::: Data for review :::

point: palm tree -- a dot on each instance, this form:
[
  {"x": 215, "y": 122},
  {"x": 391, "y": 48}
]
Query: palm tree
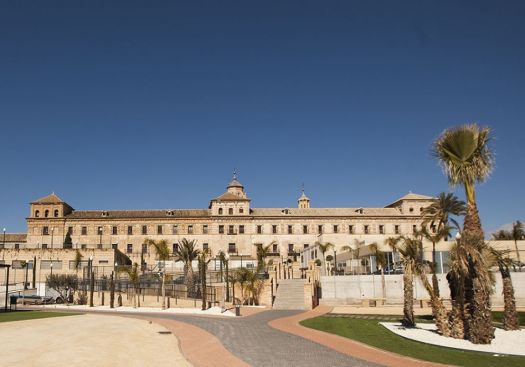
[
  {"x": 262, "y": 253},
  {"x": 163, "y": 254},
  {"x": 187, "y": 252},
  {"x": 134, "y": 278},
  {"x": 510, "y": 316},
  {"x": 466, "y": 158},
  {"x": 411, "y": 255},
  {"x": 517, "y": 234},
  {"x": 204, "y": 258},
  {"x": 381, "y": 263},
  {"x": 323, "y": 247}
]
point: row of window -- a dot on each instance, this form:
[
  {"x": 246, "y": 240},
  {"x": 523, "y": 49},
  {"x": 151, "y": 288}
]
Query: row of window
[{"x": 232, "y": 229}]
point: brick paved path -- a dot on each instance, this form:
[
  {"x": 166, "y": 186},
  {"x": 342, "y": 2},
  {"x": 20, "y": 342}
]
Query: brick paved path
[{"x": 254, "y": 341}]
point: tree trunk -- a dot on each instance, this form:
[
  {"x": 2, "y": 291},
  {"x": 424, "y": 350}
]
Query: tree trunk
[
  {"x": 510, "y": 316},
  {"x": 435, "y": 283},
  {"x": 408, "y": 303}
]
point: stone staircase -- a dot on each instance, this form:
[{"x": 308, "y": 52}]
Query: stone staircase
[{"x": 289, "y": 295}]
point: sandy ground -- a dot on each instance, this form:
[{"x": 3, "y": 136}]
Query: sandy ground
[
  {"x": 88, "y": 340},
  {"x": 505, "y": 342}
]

:::

Directions for this task: Count the lines of the entries that hold the string "each", then state that number and nothing more.

Exercise response: 6